DATA —
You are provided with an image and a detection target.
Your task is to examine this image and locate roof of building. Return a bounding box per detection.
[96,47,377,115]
* * *
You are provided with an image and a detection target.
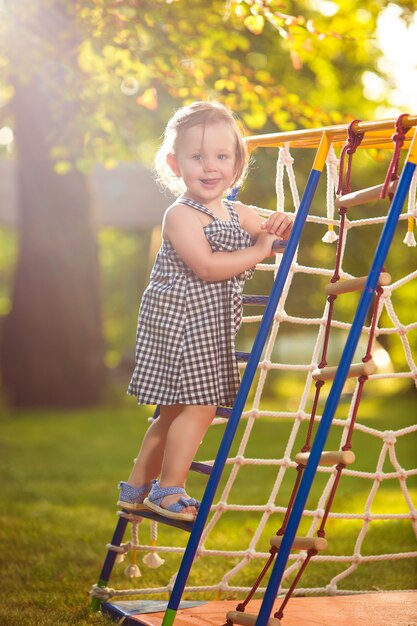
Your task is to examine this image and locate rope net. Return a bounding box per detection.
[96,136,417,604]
* * *
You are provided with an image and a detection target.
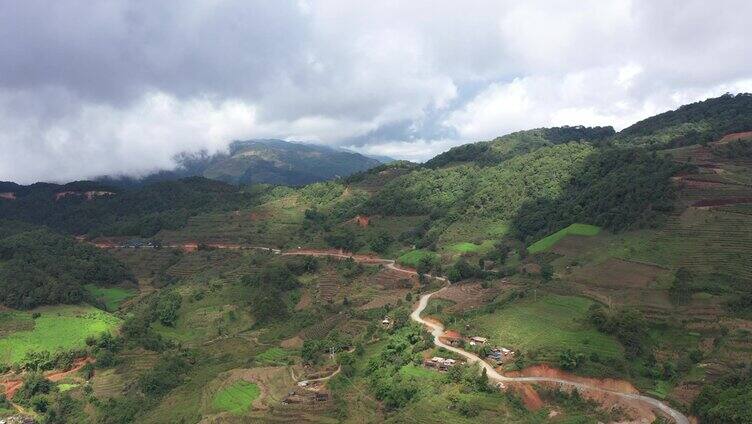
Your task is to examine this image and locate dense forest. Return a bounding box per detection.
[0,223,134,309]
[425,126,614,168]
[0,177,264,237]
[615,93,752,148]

GOAL —
Pick out every line of the data above that contains the word "Your".

SOLUTION FOR THIS EXERCISE —
Your task is to examine this image and locate roof of building. Return a bounding box per detection.
Your task is to examine this image and locate rope net. Return a bounding box per detection.
Your task is to examine this image and locate dense forest. Return a bounding box per detection.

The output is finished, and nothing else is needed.